Exercise prompt: Rescale the items between the line holding "Could you point out the white long-sleeve shirt" and the line holding "<point>667,429</point>", inclusive. Write out every one of those lines again, with the wording unchanged and each point coordinate in the answers multiplied by 1.6 and rounded to a whole number (halves round up), and give only those lines.

Given data:

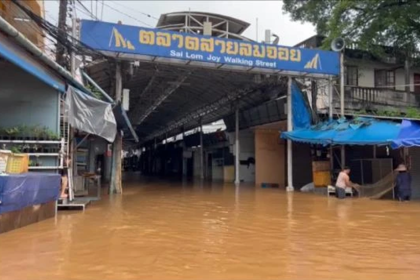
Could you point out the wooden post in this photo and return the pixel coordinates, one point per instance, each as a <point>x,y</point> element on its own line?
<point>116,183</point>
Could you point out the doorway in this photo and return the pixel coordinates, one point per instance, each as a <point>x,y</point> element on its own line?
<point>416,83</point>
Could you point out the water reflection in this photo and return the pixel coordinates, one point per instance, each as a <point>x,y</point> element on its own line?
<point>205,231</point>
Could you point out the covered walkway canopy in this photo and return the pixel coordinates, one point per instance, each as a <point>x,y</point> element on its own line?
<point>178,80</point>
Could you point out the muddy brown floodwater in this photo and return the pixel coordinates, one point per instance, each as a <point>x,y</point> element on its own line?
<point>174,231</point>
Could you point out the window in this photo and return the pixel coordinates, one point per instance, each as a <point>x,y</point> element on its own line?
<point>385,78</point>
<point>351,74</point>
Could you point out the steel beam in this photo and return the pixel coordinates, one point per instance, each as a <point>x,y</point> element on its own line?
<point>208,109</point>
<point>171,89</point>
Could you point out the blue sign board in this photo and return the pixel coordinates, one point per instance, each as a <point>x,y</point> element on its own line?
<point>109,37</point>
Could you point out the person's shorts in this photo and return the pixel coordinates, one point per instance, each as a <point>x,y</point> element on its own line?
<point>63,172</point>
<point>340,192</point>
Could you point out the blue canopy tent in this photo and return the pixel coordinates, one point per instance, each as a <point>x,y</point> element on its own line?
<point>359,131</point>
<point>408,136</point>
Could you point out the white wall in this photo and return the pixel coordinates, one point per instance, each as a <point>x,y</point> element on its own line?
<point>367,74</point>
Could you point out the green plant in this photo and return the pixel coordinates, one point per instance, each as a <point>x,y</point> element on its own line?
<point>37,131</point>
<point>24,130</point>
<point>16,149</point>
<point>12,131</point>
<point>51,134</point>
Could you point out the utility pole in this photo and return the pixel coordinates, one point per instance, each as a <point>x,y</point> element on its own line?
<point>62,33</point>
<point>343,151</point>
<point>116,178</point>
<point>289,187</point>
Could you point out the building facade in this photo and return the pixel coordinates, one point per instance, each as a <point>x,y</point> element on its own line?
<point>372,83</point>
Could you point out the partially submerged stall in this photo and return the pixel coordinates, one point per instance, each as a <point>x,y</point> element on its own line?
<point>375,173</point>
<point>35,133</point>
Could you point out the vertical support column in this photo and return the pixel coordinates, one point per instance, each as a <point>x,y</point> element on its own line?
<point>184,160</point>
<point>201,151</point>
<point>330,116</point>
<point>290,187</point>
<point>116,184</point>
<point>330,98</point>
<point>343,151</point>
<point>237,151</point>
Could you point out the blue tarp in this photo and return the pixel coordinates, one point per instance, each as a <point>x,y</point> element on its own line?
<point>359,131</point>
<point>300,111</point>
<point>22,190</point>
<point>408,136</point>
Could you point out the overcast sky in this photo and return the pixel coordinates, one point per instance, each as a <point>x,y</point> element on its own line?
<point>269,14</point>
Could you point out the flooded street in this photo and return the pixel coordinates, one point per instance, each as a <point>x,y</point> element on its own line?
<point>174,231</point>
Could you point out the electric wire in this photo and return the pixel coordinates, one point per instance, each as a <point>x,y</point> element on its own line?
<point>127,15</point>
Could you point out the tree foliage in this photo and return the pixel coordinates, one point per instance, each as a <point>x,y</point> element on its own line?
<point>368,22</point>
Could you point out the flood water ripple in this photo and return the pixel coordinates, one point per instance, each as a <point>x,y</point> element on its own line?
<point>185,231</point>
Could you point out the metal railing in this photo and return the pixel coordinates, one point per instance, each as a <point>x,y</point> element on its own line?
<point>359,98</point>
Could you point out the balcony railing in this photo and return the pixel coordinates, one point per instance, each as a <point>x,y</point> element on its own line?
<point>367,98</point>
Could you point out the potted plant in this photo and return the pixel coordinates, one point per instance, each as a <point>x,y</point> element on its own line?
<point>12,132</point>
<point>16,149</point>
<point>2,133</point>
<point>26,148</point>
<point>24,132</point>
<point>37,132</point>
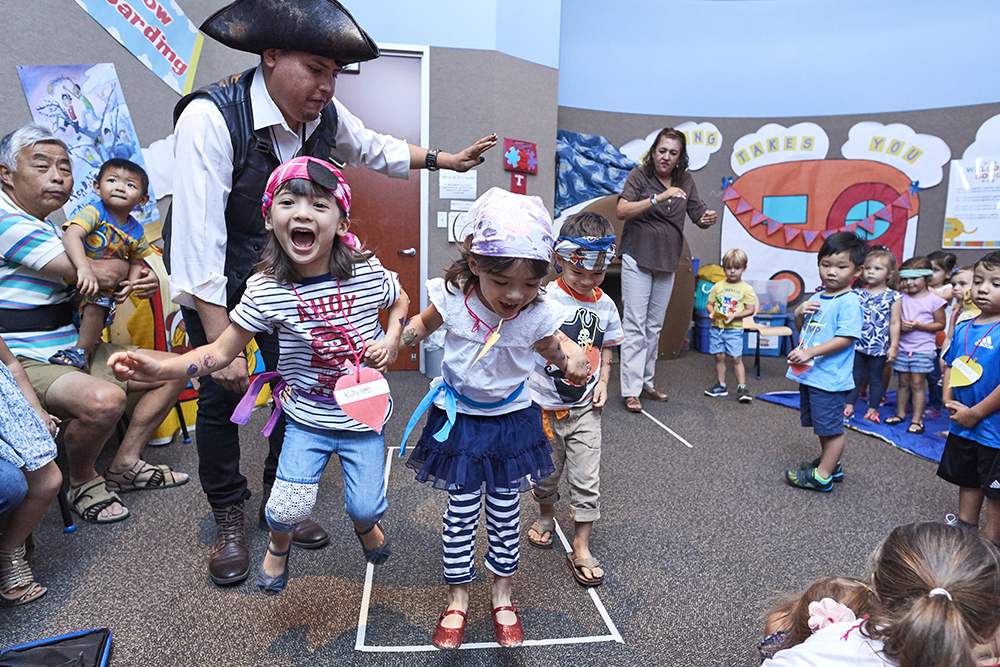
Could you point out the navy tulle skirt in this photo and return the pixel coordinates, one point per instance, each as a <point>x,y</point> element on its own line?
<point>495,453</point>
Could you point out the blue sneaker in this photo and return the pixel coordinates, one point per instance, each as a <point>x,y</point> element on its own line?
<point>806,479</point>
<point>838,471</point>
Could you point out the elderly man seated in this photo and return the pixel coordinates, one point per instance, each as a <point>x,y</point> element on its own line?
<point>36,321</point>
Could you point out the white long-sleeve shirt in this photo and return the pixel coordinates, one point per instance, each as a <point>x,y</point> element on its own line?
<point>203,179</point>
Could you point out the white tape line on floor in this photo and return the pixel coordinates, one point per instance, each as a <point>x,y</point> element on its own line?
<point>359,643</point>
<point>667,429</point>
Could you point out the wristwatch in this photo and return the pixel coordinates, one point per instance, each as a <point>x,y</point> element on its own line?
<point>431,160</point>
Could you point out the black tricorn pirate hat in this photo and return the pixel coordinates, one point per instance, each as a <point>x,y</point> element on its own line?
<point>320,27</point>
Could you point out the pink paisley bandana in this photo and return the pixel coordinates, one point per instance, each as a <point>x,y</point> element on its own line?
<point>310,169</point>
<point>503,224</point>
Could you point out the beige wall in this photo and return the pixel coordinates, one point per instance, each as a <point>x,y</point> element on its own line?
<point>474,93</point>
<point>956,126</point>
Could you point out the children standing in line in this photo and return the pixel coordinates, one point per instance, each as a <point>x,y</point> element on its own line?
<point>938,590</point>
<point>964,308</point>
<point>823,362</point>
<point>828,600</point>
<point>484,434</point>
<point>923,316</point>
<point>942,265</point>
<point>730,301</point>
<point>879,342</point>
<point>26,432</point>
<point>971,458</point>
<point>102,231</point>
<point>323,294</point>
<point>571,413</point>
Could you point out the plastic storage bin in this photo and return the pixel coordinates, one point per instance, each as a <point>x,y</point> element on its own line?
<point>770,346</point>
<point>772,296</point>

* * *

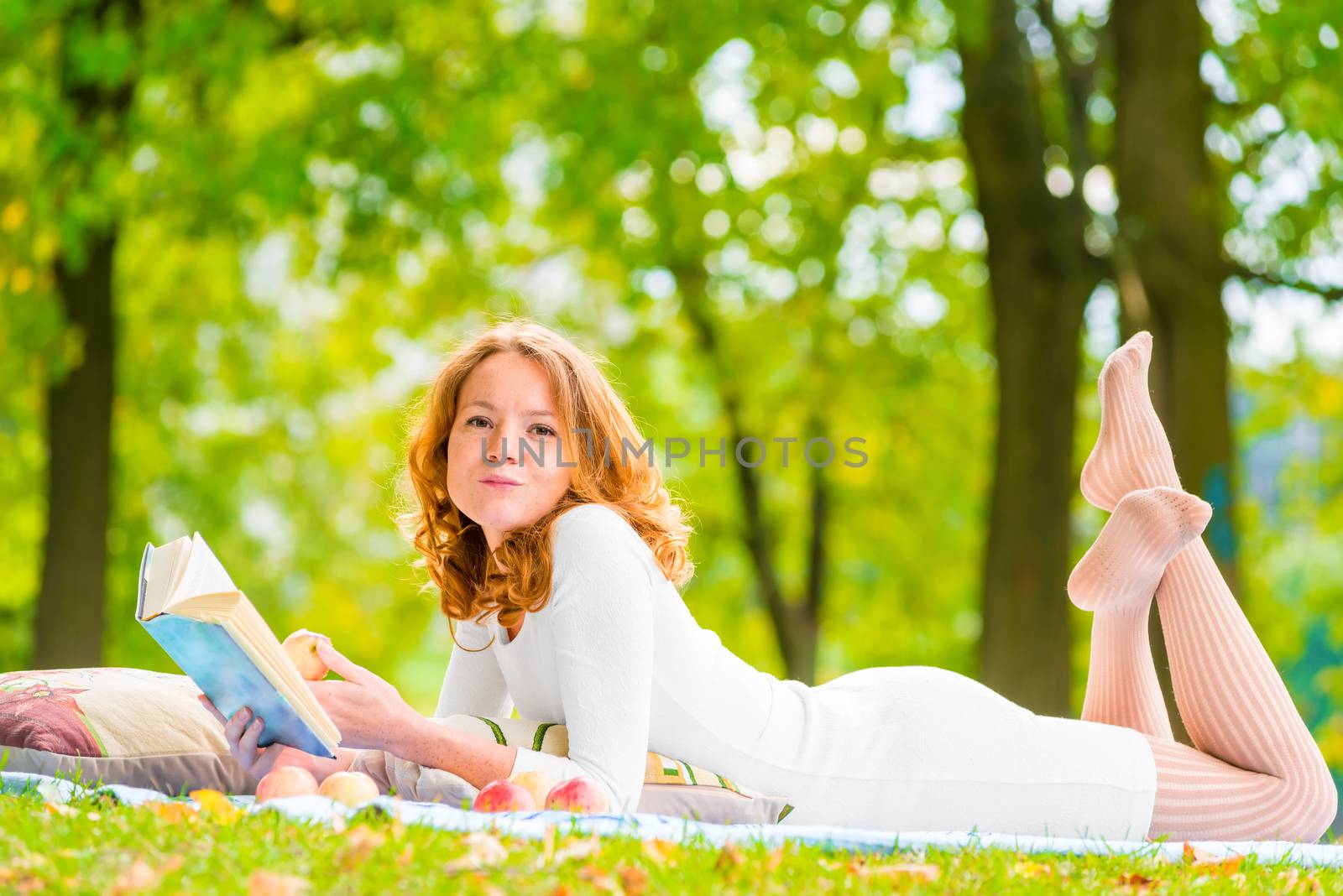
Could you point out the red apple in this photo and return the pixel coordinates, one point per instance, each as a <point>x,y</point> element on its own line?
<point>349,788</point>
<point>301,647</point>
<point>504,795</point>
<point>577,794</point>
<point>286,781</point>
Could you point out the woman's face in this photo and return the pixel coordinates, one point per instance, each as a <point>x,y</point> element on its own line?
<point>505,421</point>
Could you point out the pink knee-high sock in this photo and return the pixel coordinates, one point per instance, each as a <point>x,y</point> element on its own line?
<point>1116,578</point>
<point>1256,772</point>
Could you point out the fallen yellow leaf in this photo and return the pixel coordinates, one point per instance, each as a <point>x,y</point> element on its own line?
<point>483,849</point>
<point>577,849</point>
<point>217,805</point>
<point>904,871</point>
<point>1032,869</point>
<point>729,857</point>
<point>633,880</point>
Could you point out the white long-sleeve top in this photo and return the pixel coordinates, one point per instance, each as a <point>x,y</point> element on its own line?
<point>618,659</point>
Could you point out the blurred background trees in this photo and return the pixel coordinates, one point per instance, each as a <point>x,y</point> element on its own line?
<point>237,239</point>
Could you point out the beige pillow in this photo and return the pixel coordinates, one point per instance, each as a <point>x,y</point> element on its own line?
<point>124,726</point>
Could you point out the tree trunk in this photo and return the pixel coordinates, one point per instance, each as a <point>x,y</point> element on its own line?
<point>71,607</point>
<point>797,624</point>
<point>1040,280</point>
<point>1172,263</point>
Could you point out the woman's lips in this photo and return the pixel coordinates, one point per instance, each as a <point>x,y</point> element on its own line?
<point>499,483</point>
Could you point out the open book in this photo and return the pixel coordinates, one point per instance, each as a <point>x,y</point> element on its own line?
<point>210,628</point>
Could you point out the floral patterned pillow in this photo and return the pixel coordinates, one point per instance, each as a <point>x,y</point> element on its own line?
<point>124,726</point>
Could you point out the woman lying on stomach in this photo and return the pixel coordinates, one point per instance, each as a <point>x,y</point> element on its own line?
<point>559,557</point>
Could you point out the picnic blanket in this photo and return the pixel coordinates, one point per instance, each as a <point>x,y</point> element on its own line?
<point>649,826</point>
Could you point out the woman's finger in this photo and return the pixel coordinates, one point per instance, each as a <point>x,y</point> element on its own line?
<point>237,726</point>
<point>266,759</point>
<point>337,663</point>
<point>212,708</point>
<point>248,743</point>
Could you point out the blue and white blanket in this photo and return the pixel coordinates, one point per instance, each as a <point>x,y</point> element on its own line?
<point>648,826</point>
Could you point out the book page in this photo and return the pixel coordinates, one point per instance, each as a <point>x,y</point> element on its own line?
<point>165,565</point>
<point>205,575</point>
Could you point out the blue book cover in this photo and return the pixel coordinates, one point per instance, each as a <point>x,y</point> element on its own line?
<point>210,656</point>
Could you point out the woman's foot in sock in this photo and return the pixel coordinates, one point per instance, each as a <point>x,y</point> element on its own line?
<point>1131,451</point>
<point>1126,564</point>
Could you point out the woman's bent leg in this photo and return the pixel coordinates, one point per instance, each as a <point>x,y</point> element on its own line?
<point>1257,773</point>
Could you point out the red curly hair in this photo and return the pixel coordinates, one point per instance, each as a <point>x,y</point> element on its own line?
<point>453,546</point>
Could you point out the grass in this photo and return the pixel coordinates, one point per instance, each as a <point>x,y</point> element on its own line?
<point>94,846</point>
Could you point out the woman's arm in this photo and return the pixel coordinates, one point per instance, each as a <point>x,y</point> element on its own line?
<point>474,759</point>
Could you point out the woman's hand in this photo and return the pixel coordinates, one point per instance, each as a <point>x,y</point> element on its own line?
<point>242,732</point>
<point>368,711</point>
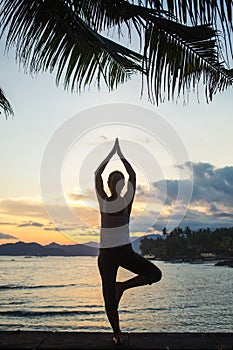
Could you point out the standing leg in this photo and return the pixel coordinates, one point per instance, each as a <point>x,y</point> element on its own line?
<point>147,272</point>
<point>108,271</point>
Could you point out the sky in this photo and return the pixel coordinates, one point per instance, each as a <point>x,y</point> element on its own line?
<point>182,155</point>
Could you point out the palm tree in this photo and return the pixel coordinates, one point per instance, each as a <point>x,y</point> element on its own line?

---

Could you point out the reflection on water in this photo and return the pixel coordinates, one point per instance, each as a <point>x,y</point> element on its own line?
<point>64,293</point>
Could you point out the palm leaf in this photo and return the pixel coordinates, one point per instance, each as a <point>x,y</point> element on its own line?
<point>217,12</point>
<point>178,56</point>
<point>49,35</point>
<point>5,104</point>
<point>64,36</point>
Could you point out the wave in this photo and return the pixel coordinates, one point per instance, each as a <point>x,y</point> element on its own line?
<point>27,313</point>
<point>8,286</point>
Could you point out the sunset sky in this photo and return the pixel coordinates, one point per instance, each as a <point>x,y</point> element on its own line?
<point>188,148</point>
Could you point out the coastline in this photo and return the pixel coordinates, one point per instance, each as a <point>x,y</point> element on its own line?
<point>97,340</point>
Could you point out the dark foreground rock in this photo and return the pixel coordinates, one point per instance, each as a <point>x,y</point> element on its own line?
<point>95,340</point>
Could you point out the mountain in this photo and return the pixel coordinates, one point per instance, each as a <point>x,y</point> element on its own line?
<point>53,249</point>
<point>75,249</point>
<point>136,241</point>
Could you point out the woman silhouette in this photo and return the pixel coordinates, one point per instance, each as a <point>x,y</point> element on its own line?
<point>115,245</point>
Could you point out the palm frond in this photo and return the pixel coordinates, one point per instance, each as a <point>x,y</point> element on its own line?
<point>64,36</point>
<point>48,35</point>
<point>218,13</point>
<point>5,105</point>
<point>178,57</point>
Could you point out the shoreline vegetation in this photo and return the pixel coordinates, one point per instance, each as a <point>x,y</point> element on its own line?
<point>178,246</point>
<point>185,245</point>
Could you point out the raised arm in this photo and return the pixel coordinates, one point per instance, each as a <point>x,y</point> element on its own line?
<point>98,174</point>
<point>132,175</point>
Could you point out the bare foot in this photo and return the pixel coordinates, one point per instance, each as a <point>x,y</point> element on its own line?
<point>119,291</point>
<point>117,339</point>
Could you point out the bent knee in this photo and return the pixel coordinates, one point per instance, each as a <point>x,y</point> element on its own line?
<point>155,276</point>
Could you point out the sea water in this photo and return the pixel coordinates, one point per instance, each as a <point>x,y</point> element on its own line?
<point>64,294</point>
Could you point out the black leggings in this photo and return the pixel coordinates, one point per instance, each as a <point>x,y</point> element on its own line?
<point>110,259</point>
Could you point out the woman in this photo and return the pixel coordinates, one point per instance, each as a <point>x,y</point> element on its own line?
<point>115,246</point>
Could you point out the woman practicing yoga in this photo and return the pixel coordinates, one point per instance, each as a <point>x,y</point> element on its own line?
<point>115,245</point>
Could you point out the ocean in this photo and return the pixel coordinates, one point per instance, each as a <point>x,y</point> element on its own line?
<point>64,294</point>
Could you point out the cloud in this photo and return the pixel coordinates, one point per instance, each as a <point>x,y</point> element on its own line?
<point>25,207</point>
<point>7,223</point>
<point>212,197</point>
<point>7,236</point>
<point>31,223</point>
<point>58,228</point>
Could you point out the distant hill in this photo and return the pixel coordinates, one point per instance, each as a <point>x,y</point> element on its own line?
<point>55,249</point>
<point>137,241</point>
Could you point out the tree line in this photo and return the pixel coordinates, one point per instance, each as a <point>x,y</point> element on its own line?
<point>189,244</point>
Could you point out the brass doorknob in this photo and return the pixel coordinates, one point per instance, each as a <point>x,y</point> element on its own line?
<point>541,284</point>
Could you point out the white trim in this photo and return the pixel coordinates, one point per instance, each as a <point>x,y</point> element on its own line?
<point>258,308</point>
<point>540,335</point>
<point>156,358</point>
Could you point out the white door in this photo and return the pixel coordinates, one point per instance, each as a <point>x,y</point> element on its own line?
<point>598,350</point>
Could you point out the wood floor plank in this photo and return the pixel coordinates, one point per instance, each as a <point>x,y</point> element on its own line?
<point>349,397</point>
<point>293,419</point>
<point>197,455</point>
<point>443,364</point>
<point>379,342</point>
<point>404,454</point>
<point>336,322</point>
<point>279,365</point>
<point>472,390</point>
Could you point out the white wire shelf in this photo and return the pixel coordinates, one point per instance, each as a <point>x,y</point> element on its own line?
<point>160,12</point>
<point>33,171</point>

Written response:
Could you point out the white long-sleeve shirt in this photo and return the pixel coordinates, one point per instance, each as a <point>x,y</point> element on its own line?
<point>325,286</point>
Could you point out the white tape line on floor in this photo and return the pixel coordinates, one point per instance, each as a <point>x,y</point> element on its own line?
<point>574,1029</point>
<point>1067,686</point>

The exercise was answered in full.